• [What is expected]: How many lines below include the string "segmentation"? State the number alone.
Segment Start: Material provided
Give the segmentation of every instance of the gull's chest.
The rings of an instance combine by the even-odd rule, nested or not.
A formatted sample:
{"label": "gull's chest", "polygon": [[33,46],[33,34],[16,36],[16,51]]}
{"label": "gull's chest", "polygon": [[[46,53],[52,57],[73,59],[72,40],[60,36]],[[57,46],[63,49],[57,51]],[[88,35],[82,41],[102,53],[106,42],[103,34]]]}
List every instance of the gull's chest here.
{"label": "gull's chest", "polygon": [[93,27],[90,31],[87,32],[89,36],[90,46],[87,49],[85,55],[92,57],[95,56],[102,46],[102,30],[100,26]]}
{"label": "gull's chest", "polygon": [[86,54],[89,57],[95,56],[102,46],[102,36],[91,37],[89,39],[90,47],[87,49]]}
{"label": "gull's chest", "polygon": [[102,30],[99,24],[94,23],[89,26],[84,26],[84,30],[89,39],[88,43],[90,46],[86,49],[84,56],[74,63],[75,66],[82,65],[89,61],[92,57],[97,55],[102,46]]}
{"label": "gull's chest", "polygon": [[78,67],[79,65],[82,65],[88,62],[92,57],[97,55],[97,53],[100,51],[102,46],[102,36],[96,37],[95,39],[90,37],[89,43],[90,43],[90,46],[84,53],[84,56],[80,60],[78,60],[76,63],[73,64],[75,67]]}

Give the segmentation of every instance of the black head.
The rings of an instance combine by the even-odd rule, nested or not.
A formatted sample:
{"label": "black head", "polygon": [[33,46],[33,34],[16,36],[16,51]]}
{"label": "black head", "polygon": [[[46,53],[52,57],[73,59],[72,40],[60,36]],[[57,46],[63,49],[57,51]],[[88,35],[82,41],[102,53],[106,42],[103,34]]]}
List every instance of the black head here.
Segment End: Material provided
• [Exercise solution]: 2